THE RECORDS ->
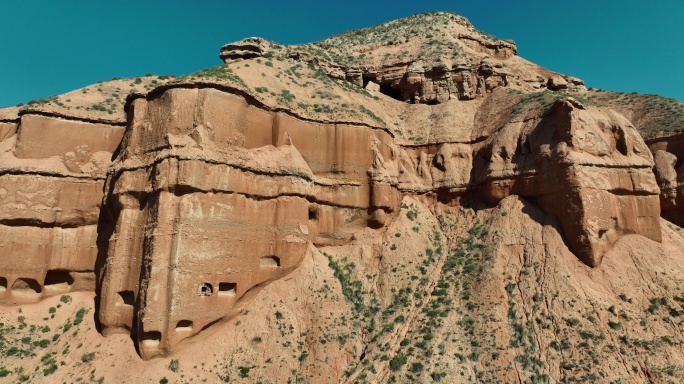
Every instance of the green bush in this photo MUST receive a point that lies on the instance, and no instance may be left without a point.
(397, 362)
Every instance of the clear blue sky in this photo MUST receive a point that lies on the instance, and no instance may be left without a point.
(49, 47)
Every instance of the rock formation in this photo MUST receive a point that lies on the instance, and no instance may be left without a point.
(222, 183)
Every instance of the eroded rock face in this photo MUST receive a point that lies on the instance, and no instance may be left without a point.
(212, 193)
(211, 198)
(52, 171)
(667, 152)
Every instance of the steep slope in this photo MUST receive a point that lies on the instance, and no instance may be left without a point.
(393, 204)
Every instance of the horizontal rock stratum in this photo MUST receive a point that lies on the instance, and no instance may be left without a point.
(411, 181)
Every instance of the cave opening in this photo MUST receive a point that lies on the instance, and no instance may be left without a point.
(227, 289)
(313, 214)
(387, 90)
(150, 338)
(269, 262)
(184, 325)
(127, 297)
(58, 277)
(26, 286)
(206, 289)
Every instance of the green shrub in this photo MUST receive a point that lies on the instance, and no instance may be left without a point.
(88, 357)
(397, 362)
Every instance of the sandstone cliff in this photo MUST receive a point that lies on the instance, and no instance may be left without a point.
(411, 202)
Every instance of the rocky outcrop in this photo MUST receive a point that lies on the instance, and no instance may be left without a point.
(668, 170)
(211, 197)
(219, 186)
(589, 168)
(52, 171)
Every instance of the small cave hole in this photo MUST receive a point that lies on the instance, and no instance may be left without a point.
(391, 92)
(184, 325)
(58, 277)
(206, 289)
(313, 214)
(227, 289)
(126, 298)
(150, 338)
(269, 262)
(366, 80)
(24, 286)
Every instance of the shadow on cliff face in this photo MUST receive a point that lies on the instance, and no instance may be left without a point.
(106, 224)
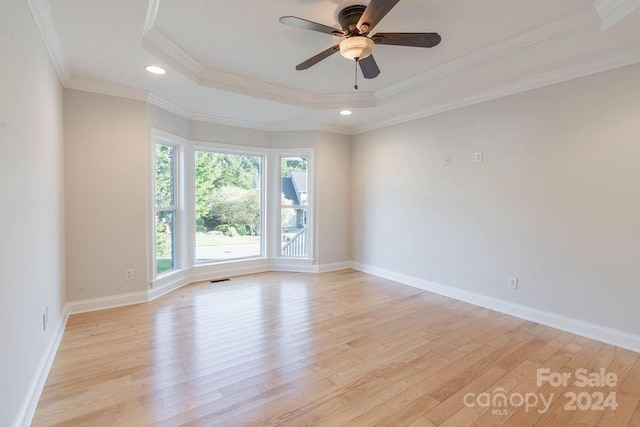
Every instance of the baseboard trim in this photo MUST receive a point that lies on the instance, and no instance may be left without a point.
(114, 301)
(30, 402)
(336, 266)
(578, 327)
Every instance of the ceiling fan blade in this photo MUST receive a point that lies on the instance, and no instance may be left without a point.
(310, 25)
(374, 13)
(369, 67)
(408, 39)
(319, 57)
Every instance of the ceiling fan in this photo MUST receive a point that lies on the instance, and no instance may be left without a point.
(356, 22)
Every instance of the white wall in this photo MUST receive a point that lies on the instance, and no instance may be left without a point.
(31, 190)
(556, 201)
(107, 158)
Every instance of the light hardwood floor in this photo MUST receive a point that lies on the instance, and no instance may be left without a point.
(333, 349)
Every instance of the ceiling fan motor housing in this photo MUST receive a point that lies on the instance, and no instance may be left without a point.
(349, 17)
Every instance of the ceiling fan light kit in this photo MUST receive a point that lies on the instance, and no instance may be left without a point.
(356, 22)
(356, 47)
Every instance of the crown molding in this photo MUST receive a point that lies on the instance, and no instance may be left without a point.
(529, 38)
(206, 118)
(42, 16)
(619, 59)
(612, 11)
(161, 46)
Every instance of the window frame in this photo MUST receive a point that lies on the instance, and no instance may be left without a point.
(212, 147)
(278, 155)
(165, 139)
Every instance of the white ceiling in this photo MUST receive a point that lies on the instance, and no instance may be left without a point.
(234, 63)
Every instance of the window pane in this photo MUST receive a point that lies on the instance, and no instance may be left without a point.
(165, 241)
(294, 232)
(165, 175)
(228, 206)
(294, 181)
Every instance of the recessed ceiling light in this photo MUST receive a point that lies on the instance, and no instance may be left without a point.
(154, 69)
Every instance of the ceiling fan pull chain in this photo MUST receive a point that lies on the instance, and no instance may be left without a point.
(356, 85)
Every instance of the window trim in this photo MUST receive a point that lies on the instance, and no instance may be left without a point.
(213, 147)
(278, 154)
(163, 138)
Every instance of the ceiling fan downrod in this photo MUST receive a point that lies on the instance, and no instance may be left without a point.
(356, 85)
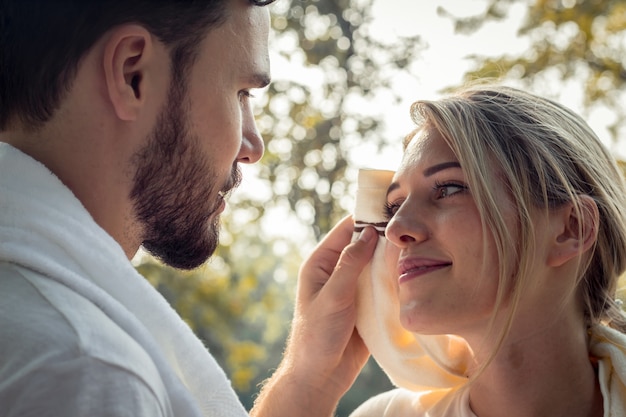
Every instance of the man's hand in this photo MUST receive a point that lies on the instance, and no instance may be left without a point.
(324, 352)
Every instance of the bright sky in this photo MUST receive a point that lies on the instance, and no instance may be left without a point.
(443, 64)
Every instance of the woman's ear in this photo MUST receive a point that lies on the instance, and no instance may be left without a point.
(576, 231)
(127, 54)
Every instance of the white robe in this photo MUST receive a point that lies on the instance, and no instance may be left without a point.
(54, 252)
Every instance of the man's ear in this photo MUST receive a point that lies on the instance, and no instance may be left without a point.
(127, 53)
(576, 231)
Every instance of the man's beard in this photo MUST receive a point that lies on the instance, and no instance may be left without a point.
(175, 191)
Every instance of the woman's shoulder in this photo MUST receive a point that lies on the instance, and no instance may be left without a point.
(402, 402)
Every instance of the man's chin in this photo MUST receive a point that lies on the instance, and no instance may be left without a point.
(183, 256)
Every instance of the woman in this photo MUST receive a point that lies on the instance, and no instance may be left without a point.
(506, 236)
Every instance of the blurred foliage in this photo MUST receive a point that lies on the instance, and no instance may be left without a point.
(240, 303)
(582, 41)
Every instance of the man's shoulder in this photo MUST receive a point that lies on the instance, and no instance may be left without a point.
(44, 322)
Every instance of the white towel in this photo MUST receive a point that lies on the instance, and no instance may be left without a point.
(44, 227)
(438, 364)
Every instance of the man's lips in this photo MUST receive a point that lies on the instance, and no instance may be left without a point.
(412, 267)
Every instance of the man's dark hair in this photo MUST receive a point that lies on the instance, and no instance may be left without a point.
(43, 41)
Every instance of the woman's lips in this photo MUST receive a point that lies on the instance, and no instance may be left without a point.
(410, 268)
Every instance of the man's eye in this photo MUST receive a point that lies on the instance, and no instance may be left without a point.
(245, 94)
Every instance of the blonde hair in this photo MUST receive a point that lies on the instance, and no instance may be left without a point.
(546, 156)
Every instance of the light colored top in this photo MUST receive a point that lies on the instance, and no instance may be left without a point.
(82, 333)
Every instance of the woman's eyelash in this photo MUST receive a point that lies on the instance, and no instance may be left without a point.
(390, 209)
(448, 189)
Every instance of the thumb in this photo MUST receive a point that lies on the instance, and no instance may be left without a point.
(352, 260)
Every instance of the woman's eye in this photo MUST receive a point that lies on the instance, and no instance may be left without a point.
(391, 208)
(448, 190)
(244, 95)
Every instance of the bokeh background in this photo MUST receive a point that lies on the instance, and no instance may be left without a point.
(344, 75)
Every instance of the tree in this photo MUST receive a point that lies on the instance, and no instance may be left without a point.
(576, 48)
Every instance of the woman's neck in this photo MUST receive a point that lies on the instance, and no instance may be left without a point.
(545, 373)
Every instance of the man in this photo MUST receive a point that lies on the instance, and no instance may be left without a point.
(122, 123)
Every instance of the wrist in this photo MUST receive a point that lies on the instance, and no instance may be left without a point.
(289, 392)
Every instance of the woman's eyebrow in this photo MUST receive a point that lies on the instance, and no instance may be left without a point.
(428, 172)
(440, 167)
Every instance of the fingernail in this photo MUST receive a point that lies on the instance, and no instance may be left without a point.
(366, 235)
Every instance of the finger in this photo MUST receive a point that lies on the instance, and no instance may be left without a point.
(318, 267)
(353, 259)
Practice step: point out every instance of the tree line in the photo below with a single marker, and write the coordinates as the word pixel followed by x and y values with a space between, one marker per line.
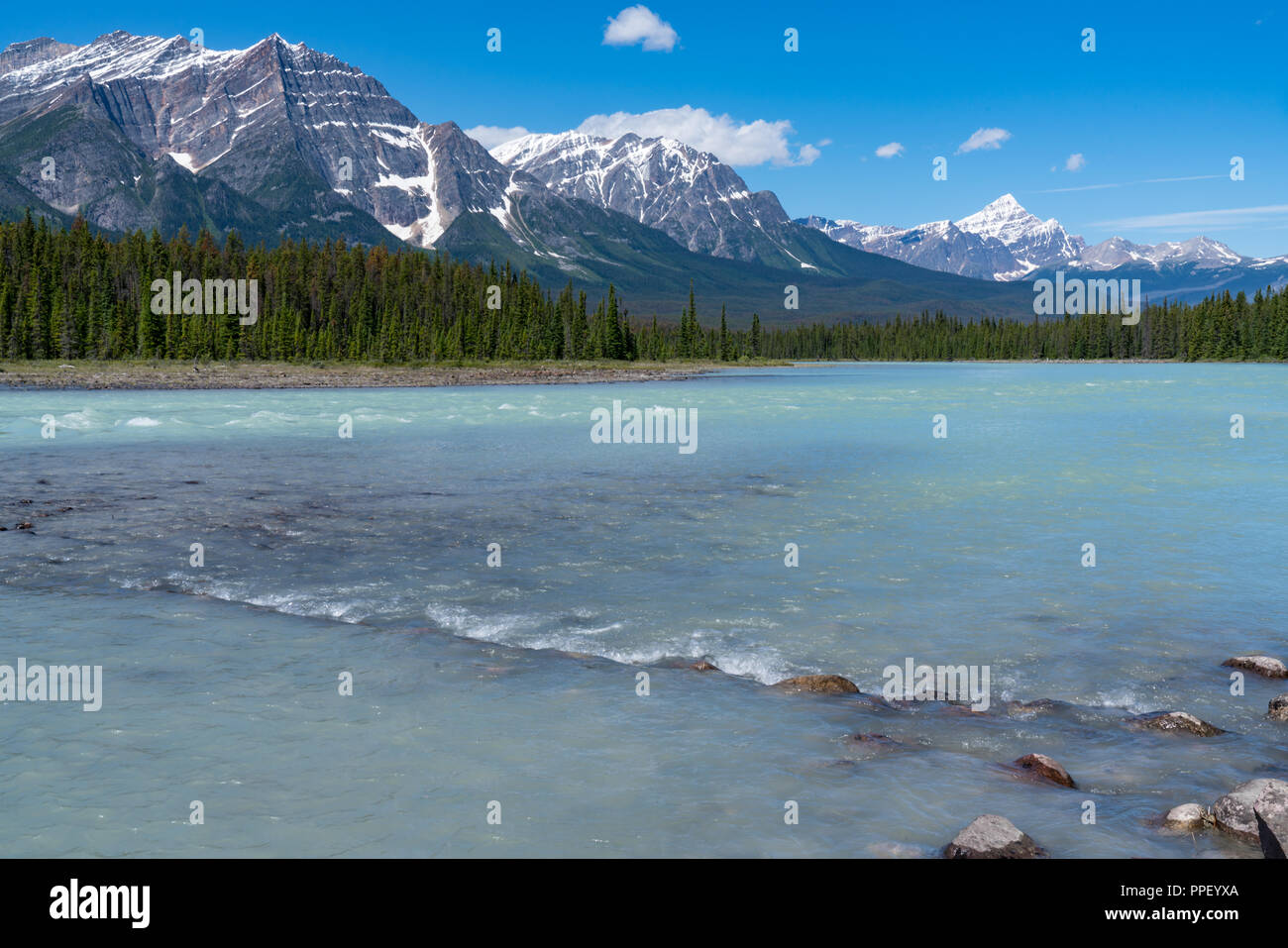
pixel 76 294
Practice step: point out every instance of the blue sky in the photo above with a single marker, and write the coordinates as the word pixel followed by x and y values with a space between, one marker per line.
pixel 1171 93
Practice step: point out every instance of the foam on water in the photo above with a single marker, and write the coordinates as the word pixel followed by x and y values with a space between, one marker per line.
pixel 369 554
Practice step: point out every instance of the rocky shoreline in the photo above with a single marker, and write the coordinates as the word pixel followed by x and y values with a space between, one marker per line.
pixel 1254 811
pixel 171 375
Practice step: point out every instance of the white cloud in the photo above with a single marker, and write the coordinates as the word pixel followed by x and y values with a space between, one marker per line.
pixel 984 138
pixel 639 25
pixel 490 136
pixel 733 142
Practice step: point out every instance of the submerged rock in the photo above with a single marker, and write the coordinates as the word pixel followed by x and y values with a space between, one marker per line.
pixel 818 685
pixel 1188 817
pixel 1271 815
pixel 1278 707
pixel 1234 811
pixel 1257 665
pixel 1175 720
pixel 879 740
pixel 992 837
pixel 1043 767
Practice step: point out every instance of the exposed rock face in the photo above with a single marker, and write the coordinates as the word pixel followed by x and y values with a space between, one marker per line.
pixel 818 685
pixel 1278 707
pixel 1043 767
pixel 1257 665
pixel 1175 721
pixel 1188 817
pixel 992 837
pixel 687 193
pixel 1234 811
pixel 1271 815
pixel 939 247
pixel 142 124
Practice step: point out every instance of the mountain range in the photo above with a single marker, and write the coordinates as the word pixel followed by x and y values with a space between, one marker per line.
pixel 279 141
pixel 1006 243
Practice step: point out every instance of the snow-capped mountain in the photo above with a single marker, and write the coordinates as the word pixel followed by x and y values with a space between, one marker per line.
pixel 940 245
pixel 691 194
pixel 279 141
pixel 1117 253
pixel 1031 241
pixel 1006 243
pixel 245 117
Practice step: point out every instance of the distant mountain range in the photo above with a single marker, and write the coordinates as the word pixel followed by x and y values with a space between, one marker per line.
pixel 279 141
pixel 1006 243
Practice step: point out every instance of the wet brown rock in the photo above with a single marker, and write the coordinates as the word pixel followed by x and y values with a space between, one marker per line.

ABOUT THIS EXERCISE -> Output these and nothing else: the lines from the one holding "Practice step: point out every instance of the snow-capped" through the final line of the entries above, exactly as they appear.

OUTPUT FOR THIS TASK ->
Practice step: point out every instance of the snow-capped mountain in the photo above with a single marker, and write the coordinates as the word pixel followed by x and y values with a space between, one marker per line.
pixel 940 245
pixel 691 194
pixel 279 141
pixel 1117 253
pixel 1031 241
pixel 1006 243
pixel 245 117
Practice step: point out every instance of the distant mountain range in the photo above with a single marker, and write the coordinates as the word pixel followed by x and y values with a space between, one marker per line.
pixel 279 141
pixel 1006 243
Practice step: point out every instance of the wet brown rock in the photo above with a single marker, and write the coordinates as the word pixel followed by x and y values with a space between, one marker per line.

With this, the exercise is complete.